(Beginning of EXERCISE DATA)

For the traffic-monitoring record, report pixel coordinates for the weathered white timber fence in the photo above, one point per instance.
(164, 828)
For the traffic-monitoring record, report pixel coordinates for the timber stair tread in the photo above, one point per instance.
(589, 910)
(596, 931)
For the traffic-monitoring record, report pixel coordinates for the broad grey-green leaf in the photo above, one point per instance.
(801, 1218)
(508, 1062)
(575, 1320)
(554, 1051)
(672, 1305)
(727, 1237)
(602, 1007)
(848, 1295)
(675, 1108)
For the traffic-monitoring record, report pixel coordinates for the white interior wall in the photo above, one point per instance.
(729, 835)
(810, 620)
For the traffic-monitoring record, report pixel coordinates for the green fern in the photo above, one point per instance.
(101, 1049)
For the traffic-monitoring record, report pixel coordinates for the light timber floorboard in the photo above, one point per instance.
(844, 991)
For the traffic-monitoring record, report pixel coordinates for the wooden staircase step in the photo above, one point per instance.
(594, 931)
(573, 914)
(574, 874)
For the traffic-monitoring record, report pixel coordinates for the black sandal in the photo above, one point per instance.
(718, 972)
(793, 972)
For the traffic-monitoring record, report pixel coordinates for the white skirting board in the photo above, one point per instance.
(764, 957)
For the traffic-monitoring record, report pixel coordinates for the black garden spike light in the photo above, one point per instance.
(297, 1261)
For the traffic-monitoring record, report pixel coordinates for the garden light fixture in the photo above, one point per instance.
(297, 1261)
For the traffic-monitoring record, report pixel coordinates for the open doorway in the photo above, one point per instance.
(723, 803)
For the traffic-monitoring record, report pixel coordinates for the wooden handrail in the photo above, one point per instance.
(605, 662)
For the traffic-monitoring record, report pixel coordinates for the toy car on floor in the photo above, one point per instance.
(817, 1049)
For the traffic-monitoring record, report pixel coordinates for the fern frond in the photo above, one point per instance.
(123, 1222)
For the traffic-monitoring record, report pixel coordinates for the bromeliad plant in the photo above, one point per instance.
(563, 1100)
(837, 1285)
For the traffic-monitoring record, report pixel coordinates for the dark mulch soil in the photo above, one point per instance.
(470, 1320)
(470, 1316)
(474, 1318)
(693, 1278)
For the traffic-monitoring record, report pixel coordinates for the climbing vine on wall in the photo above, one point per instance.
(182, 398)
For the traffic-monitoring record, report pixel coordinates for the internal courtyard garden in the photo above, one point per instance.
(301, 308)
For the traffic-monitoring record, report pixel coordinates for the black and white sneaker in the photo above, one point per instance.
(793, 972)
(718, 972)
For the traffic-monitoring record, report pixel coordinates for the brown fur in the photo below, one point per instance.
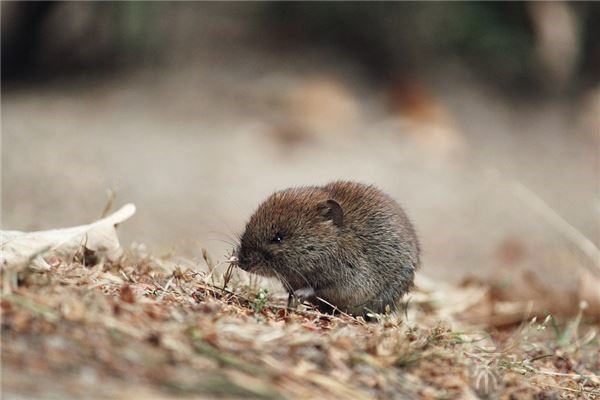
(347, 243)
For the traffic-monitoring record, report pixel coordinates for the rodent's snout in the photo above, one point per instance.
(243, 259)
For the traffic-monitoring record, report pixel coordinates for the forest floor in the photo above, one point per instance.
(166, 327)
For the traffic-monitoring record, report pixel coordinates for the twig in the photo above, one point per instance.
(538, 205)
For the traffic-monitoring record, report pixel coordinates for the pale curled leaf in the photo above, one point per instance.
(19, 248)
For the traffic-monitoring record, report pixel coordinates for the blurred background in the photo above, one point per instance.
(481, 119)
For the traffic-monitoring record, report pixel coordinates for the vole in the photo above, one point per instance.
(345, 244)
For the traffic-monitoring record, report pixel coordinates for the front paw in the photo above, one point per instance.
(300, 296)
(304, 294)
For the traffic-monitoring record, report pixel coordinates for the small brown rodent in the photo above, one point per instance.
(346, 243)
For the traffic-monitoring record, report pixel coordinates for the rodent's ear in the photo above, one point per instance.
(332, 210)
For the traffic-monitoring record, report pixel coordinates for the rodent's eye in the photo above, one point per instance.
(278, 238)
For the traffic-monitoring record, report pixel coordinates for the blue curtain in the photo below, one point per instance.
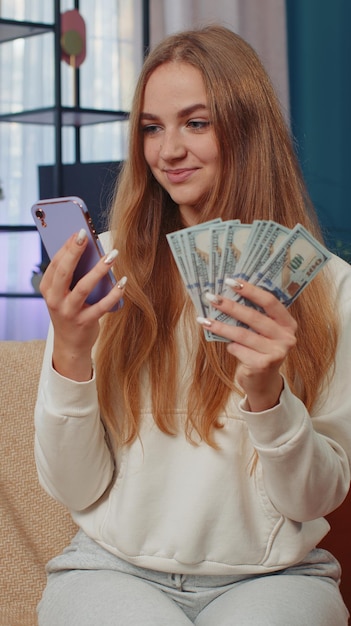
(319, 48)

(End of EXERCISE DATA)
(Beginning of EXERCISE DATA)

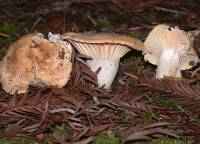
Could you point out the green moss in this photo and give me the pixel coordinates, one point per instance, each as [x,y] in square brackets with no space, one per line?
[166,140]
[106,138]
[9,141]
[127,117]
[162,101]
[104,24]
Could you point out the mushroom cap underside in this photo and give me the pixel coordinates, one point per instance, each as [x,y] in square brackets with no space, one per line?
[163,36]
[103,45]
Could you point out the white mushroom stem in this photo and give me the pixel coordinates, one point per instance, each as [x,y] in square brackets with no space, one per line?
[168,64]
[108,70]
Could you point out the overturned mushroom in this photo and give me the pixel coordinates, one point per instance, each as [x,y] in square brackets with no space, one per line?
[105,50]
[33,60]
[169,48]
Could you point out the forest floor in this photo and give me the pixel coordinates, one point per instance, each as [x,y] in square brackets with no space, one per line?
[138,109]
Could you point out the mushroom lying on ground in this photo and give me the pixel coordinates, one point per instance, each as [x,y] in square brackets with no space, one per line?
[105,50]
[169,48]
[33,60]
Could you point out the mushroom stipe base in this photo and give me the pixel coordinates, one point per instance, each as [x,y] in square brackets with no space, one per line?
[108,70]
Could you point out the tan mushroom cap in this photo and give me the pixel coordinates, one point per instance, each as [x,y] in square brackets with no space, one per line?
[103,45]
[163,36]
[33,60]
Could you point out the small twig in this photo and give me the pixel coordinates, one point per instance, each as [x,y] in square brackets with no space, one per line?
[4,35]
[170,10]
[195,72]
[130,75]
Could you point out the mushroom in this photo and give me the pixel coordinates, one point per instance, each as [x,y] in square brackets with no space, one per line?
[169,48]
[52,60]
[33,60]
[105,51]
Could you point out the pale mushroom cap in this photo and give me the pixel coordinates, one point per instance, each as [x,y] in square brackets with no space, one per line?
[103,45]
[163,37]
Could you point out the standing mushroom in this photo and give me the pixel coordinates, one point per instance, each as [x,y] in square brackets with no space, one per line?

(End of EXERCISE DATA)
(Beginning of EXERCISE DATA)

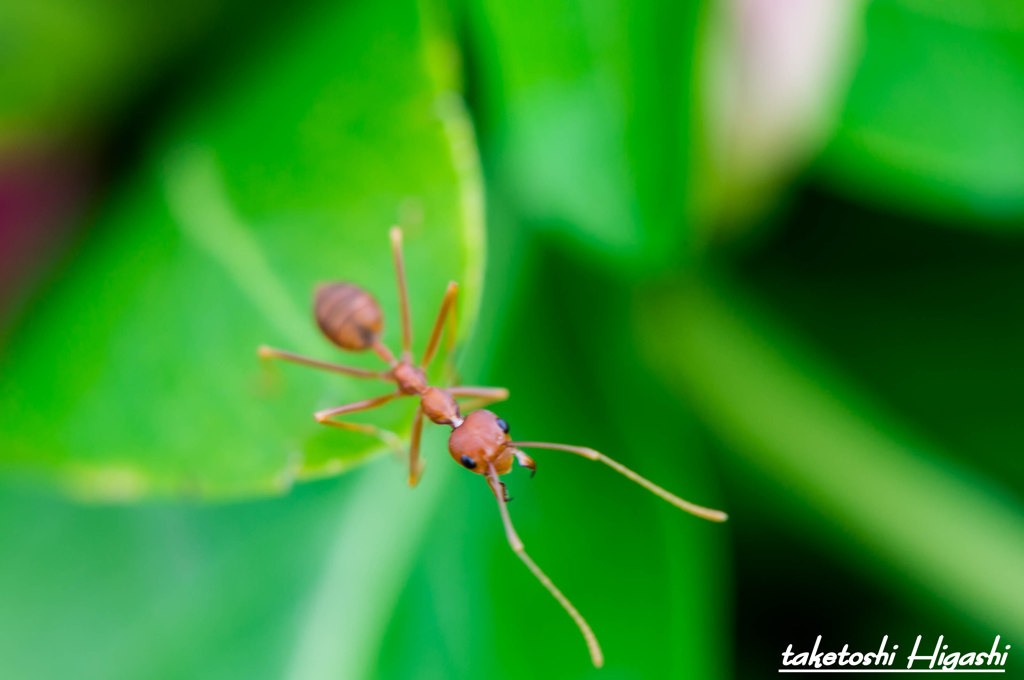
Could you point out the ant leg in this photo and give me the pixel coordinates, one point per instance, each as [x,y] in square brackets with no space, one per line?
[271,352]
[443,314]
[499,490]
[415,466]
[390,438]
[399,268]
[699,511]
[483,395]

(End of EXERCISE DATA)

▸ HOW TO COMPLETE THIS TASK
Above are the entries. Quote exactly the lines from the one bearing "Could you point out the pale" through the one bearing "Could you point out the standing".

▸ FINAL ANSWER
Could you point out the pale mushroom cap in this photo and give me the pixel coordinates, one point per instance, each as [x,y] in square brackets with no space, one per line?
[103,45]
[163,37]
Could you point out the standing mushroom in this photo and give me the pixel coordinates, one point per instance, each as [x,y] in square brackets with no space, one per line?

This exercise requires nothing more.